_Enunciado_
Dê seguimento ao texto sobre a aplicação de doses para adultos em crianças e adolescentes, a partir de sua última frase.

Em meio à campanha de vacinação contra a covid-19, 57.147 crianças e adolescentes em todo o país foram imunizados com doses para adultos, não autorizadas para aplicação em menores de 18 anos pela Agência Nacional de Vigilância Sanitária (Anvisa). Os equívocos ocorreram em todas as unidades federativas.
Os dados constam em manifestação enviada na terça-feira (18) ao ministro Ricardo Lewandowski, do Supremo Tribunal Federal (STF), pelo advogado-geral da União, Bruno Bianco. Segundo ele, os números foram retirados da Rede Nacional de Dados da Saúde, na qual Estados e municípios são obrigados a registrar informações inseridas em todos os cartões de vacinação.

_Dados para análise_

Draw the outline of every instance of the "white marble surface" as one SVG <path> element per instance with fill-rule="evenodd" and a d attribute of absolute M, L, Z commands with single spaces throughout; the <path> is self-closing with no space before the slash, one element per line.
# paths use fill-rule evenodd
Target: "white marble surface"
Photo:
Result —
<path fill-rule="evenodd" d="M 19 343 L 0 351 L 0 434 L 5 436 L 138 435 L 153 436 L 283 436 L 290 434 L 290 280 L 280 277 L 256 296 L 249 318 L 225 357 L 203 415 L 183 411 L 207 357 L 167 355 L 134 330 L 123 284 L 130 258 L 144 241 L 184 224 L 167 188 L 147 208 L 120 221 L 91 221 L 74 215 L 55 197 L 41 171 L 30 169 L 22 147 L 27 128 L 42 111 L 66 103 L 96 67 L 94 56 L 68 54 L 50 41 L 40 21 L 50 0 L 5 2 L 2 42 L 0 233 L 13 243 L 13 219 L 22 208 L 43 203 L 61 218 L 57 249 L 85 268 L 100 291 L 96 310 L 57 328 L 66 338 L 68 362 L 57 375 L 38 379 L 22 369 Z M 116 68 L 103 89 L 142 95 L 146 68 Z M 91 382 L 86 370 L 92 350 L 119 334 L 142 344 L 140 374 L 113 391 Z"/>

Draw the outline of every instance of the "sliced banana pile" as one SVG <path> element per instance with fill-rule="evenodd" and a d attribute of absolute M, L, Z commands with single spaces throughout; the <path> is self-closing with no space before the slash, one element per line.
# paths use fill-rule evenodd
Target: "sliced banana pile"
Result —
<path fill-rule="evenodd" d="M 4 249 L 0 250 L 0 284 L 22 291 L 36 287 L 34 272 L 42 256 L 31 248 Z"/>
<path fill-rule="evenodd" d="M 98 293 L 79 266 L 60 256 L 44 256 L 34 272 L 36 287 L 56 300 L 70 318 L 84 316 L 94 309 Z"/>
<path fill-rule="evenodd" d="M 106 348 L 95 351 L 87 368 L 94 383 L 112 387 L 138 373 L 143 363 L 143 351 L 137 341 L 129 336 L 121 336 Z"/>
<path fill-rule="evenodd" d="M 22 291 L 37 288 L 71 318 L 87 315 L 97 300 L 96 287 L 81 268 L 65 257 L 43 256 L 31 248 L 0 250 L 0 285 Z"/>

_Resultado do exercício_
Ainda de acordo com Bianco, o Ministério da Saúde enviou dois ofícios aos Estados e ao Distrito Federal, em setembro e em novembro do ano passado, questionando os dados sobre a aplicação de vacinas não aprovadas pela Anvisa em menores de 18 anos e também se haveria erros na inserção das informações que pudessem ser retificadas, mas não obteve respostas.
Em nome da União, Bianco pediu a Lewandowski que conceda uma liminar (decisão provisória) para obrigar Estados e municípios a interromper qualquer campanha de vacinação de crianças e adolescentes que esteja em desacordo com as diretrizes da Anvisa e do Plano Nacional de Operacionalização da Vacinação contra a Covid-19.
A AGU argumenta que, embora as informações contidas na Rede Nacional de Dados da Saúde necessitem de apuração conjunta com os Estados para confirmação ou eventual correção, os números já configuram indícios suficientes para justificar a medida cautelar, pois "podem vir a revelar, nas hipóteses mais extremas, casos de negligência gravíssima na aplicação de vacinas".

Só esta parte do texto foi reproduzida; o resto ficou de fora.